AIM. Copy the part of the material that opens with the line containing "man in blue" and closes with the line containing "[[22, 180], [80, 139], [135, 88], [177, 125]]", both ends included, and output nothing else. Keep the request text unchanged, but scale every x and y coordinate in the answers by 0.85 and round each to a whole number, with halves rounding up.

DATA FOR THIS EXERCISE.
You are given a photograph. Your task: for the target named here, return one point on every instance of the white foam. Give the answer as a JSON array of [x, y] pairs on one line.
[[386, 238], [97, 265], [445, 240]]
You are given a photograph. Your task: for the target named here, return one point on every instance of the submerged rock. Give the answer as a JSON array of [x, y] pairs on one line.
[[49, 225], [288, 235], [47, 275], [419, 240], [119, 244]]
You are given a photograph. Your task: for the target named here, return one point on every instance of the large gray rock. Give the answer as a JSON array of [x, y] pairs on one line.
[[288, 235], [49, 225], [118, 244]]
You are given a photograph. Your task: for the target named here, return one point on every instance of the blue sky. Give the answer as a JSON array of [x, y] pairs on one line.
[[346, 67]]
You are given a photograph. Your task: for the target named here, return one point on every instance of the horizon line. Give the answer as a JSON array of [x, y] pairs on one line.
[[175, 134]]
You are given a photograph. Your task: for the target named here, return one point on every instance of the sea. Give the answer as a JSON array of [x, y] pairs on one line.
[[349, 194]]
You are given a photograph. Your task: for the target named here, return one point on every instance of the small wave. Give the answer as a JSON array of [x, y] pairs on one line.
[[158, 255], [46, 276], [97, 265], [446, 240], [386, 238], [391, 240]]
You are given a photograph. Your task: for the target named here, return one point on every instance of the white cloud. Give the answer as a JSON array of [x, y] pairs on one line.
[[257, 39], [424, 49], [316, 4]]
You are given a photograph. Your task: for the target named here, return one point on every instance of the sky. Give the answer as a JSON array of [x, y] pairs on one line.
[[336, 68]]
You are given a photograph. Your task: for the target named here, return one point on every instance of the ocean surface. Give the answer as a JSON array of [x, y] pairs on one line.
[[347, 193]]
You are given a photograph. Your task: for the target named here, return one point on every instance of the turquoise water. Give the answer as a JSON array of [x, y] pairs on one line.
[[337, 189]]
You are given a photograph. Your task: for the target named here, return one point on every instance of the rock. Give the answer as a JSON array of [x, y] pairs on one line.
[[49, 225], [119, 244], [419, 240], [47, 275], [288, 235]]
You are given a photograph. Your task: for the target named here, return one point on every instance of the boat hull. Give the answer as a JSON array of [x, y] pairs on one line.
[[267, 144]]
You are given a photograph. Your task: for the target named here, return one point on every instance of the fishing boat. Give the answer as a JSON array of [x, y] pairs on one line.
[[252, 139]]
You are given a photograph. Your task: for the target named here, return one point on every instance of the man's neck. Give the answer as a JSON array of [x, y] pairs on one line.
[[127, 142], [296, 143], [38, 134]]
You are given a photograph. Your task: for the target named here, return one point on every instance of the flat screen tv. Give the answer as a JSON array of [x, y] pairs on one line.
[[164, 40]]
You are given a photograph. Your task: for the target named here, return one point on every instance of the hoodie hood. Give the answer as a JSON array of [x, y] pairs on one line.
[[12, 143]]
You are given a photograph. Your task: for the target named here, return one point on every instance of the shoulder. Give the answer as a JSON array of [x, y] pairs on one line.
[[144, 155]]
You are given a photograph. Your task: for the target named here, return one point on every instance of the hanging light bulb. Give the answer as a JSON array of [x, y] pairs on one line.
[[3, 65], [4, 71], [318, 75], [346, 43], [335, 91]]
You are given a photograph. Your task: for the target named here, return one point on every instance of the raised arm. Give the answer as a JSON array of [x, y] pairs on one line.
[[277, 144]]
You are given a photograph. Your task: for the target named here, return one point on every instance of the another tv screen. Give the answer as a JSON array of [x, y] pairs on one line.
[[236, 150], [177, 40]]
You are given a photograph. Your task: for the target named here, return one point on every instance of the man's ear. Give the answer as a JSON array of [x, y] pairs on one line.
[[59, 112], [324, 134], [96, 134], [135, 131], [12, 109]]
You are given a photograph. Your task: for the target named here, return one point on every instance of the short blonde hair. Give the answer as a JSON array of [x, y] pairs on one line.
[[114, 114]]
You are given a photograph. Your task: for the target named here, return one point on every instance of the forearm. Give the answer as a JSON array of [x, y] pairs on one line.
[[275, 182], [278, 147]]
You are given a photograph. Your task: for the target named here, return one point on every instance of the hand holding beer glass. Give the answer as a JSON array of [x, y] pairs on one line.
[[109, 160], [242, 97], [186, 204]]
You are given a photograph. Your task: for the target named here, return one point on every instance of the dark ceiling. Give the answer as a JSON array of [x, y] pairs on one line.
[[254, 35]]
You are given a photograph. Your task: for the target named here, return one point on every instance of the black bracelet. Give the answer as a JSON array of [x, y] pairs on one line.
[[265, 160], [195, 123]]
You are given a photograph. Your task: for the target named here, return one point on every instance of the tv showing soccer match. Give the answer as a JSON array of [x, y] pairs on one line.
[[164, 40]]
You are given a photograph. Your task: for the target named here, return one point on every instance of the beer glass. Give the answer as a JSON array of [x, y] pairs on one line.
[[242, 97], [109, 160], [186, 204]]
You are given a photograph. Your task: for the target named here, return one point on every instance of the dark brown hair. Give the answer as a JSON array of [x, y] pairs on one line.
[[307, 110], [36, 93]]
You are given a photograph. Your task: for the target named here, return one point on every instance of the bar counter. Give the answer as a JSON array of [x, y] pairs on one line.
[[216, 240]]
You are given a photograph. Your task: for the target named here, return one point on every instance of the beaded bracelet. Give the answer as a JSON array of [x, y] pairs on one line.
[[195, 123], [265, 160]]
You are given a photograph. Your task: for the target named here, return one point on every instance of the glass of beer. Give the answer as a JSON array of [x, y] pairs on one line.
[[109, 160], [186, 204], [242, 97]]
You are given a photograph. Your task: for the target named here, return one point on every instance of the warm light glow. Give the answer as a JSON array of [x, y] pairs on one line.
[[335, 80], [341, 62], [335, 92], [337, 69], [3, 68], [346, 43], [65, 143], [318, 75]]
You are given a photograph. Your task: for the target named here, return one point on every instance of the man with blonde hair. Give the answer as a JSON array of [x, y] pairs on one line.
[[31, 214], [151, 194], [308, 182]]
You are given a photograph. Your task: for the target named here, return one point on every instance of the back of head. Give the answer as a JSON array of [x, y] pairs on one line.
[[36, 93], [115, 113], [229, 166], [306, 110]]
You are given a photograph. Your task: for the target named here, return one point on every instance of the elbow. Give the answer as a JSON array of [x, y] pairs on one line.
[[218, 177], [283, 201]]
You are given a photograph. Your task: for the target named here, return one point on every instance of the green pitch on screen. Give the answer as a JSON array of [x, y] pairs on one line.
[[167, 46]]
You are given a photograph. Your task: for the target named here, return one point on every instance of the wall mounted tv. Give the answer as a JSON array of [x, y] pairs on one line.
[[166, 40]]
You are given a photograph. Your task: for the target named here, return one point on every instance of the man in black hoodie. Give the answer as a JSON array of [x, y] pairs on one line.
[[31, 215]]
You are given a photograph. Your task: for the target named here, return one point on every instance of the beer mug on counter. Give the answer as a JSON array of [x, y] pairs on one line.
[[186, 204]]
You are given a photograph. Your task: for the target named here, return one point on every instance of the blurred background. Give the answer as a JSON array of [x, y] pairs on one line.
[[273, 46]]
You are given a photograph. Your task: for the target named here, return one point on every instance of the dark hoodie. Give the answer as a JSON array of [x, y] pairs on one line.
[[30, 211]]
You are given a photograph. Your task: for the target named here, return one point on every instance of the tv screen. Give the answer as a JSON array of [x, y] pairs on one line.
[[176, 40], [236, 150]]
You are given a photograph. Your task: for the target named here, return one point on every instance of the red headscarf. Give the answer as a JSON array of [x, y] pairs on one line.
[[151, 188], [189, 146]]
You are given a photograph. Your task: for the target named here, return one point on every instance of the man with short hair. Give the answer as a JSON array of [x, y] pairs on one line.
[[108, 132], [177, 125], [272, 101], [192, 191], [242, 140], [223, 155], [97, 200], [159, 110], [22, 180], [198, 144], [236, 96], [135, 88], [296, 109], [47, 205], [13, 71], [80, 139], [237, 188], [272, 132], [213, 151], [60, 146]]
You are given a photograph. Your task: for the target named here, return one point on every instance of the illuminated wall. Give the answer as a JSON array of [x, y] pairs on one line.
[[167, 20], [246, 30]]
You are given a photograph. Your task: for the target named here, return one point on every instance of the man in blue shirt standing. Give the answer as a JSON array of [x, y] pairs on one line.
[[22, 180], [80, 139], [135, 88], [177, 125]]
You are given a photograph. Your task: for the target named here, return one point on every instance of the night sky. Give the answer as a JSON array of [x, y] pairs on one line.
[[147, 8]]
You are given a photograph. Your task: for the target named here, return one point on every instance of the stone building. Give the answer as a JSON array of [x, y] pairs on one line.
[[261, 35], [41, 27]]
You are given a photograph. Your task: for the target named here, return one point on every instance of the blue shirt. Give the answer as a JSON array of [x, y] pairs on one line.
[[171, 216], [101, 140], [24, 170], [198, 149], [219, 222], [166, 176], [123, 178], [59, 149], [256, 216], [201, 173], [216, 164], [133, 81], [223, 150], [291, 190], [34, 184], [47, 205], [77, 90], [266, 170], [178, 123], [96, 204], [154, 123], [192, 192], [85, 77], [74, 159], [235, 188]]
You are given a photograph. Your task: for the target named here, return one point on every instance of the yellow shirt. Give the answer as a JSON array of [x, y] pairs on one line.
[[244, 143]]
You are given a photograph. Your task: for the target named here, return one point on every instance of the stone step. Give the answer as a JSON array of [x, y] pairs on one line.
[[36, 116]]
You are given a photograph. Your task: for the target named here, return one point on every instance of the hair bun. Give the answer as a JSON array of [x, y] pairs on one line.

EXERCISE OUTPUT.
You are given a photograph. Your task: for the target named here, return one point on every instance of the man in blue shirt standing. Give the answer as a JSON array of [x, y] pairs on one line.
[[19, 153], [68, 118], [115, 75], [150, 106]]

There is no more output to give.